Langkah Pengerjaan:
- a) Menurut kutipan halaman, berapa persen kenaikan volume angkut KA Babaranjang pada 2022?
- b) Transkripsikan kutipan halaman mulai dari "Bahkan, tahun-tahun setelahnya, KA" hingga dan termasuk "tersebut ke kota.".

Kutipan Halaman:

=-=-=-=-=

Bahkan, tahun-tahun setelahnya, KA Babaranjang terus meningkat volume angkutannya. Pada 2022, KA Babaranjang mengalami kenaikan volume angkut 18% dan mencakup 77% dari seluruh angkutan.
Meski KA Babaranjang berdampak ekonomis besar bagi PT. KAI, kereta macam ular panjang ini kerap meresahkan warga Kota Bandar Lampung. Masalahnya terus ada, mulai dari macet hingga maut.
Sering bikin macet dan jadi penyebab kecelakaan
Pada 2016, Kota Bandar Lampung ramai isu KA Babaranjang. Musababnya, Andi Surya, Anggota DPD RI Dapil Lampung mengecam masuknya rangkaian tersebut ke kota.
“Tidak boleh lagi ada Babaranjang yang melintas di kota kami. Titik,” tegasnya saat media mewawancarainya di lingkungan DPRD Lampung melansir dari Jejamo.com.

=-=-=-=-=

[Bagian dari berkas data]
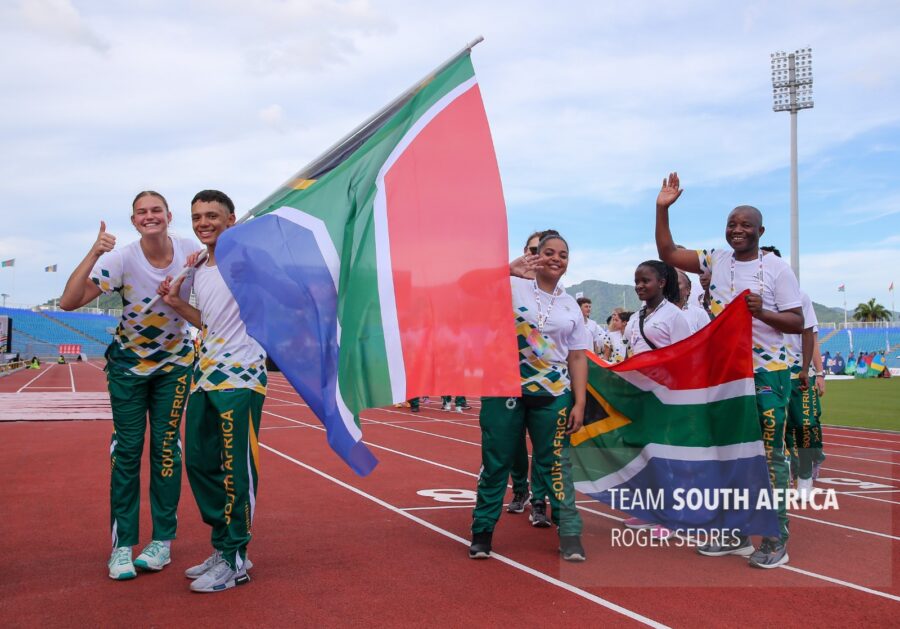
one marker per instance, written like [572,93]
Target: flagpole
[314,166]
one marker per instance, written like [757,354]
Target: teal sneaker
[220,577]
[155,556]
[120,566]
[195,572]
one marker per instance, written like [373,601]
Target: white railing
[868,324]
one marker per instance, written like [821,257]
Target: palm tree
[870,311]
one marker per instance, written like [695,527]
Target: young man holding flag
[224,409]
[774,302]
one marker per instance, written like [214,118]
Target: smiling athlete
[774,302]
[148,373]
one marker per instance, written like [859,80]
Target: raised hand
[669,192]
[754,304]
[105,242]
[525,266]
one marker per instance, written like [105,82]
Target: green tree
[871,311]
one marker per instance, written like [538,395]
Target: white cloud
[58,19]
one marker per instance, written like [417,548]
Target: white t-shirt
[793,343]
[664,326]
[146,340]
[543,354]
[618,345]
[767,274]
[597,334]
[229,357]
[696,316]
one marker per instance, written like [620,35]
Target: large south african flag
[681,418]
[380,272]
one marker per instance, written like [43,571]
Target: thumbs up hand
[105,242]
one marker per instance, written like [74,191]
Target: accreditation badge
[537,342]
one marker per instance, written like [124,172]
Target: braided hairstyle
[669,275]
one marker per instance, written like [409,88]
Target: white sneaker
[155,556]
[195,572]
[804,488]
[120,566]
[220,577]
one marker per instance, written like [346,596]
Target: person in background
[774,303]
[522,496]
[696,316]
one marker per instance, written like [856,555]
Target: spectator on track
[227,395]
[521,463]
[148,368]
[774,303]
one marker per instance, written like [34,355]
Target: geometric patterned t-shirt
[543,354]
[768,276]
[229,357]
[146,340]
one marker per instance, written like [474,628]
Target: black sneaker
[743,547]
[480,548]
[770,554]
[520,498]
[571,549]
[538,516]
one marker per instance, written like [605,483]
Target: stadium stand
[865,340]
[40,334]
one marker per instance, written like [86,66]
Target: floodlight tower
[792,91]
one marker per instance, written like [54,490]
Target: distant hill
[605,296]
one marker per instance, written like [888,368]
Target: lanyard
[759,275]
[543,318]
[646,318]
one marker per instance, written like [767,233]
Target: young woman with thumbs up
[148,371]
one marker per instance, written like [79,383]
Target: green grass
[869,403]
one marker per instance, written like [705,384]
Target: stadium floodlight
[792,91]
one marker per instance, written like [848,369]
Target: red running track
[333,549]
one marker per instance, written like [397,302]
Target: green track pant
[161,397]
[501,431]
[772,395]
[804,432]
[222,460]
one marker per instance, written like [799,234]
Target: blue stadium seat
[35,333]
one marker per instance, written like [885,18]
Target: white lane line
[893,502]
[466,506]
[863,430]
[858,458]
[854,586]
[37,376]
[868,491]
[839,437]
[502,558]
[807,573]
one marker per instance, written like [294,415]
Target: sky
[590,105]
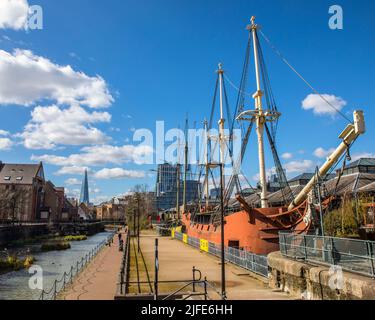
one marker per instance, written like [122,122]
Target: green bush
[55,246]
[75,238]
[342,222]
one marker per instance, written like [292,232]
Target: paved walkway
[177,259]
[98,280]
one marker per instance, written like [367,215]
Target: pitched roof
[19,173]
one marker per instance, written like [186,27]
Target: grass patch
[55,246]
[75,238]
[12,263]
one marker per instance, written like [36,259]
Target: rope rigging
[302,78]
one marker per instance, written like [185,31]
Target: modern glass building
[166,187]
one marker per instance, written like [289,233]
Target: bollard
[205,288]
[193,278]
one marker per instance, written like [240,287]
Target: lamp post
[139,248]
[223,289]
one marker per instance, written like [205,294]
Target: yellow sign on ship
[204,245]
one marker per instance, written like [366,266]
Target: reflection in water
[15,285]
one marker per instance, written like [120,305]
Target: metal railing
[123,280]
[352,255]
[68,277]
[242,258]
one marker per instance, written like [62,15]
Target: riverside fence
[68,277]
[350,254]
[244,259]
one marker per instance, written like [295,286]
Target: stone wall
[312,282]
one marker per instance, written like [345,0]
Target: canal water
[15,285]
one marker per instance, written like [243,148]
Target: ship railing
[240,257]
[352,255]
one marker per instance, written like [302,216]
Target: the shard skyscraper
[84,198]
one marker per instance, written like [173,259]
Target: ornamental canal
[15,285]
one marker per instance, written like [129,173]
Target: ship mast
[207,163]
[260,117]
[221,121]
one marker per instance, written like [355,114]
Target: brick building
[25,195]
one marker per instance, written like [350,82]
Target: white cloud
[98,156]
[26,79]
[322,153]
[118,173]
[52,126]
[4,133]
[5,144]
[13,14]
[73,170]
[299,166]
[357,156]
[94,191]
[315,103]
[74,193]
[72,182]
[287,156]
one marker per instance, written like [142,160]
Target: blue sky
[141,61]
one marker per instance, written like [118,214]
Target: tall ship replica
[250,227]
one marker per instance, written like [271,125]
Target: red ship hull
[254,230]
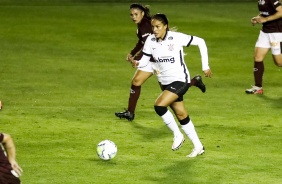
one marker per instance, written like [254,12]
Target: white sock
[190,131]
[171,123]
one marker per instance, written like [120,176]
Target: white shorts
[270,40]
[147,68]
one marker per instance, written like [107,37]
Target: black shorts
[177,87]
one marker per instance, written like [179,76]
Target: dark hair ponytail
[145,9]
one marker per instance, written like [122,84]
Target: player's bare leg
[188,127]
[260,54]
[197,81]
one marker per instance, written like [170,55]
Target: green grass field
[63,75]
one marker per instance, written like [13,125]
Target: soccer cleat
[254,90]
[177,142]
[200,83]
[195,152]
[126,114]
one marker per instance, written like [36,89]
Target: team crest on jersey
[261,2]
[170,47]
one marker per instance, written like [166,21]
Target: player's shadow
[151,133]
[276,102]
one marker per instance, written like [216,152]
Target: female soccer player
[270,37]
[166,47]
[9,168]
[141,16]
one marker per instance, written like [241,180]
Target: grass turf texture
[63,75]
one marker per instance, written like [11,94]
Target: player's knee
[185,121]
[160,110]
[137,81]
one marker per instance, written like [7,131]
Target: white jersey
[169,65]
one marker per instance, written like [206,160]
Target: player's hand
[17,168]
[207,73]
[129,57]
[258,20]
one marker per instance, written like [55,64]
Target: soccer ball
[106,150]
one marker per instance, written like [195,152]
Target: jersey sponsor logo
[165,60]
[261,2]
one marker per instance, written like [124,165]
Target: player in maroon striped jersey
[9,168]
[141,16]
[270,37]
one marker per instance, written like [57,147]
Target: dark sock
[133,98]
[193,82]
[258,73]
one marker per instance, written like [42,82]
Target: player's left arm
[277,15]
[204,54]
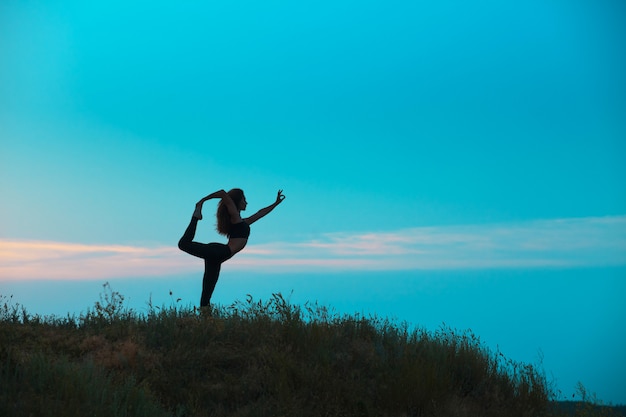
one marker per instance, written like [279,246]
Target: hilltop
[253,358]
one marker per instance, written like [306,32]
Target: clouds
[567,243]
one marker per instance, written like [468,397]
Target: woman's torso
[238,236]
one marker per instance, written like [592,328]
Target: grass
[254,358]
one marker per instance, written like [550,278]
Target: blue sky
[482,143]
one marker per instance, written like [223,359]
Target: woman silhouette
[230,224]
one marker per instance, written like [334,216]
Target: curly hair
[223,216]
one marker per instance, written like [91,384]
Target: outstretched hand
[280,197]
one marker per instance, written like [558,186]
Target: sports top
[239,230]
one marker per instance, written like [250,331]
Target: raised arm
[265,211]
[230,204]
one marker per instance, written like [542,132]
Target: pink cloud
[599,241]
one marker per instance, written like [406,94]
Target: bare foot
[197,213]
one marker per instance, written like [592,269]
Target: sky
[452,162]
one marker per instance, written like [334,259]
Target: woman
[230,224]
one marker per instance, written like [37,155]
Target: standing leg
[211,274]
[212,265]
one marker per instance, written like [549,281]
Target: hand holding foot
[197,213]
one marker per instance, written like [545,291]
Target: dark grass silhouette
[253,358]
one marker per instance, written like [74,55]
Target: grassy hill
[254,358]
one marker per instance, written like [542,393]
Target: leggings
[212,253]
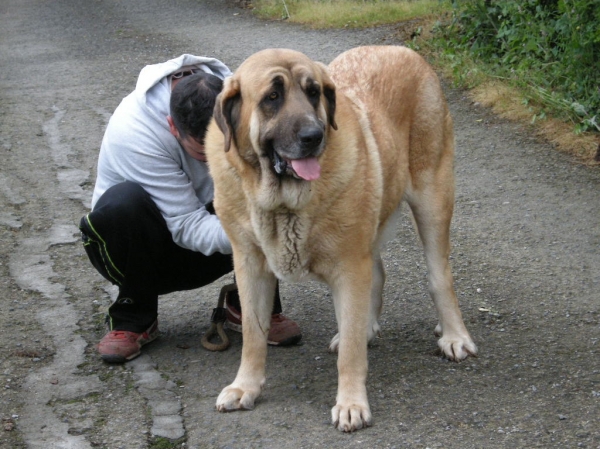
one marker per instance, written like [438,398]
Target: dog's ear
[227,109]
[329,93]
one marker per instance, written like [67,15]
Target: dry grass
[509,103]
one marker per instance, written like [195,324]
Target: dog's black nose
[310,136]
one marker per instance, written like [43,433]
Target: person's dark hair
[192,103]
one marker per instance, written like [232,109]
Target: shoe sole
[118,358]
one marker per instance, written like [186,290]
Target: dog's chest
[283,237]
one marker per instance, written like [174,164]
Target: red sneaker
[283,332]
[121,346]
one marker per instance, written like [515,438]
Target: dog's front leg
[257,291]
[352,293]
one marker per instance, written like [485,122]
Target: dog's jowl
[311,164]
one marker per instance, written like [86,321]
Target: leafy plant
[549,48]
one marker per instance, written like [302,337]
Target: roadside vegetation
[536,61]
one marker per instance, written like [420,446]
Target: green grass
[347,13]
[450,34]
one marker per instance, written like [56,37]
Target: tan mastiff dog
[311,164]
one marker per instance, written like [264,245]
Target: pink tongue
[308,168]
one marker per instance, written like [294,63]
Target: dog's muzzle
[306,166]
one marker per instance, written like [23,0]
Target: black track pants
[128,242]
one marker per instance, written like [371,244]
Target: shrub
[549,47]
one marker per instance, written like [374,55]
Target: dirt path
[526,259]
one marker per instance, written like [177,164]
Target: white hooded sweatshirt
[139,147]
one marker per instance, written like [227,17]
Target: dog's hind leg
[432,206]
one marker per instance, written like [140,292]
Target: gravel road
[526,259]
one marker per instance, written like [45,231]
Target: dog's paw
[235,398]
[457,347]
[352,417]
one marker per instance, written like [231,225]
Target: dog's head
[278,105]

=-=-=-=-=

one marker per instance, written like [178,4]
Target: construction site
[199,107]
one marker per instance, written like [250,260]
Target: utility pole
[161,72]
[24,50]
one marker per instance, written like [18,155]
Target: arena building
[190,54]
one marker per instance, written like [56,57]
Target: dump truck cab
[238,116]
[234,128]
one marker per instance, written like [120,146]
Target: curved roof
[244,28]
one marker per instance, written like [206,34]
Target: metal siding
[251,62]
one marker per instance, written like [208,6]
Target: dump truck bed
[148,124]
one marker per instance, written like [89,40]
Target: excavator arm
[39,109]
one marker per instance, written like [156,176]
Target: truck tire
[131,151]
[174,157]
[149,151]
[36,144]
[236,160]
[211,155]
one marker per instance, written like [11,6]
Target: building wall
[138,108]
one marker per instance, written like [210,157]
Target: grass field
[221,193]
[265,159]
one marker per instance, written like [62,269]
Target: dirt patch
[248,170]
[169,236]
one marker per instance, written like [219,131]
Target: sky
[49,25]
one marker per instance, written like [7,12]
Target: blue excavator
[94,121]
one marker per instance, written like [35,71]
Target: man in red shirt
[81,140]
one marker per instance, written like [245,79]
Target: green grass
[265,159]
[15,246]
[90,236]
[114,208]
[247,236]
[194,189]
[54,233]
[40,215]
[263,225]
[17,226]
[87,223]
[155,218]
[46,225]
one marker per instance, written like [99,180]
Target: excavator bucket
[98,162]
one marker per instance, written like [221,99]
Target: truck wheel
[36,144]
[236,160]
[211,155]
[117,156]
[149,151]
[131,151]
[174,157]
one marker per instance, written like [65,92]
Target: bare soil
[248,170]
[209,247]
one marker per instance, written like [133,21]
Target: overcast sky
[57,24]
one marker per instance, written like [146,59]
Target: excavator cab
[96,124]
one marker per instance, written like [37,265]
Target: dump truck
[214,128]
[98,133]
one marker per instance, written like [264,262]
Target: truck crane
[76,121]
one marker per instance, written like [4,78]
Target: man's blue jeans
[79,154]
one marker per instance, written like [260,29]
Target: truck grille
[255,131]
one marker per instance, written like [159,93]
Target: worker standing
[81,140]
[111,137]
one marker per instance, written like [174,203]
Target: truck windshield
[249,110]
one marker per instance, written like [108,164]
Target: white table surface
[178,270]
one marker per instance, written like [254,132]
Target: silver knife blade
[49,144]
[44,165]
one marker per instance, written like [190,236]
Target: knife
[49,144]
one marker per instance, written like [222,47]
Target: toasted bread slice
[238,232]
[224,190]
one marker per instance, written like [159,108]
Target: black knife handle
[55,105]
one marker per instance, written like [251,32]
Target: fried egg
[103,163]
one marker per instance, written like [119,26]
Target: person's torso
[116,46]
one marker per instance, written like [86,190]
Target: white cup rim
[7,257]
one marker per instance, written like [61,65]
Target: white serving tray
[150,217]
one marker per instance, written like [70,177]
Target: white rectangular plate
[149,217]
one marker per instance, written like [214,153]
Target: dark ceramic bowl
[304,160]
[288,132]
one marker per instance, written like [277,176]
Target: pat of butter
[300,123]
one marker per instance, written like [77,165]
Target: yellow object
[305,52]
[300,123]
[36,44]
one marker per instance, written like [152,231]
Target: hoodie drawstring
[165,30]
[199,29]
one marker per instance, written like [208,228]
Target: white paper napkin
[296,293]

=-=-=-=-=

Jawaban:
- a) 18%

- b)
Bahkan, tahun-tahun setelahnya, KA Babaranjang terus meningkat volume angkutannya. Pada 2022, KA Babaranjang mengalami kenaikan volume angkut 18% dan mencakup 77% dari seluruh angkutan.
Meski KA Babaranjang berdampak ekonomis besar bagi PT. KAI, kereta macam ular panjang ini kerap meresahkan warga Kota Bandar Lampung. Masalahnya terus ada, mulai dari macet hingga maut.
Sering bikin macet dan jadi penyebab kecelakaan
Pada 2016, Kota Bandar Lampung ramai isu KA Babaranjang. Musababnya, Andi Surya, Anggota DPD RI Dapil Lampung mengecam masuknya rangkaian tersebut ke kota.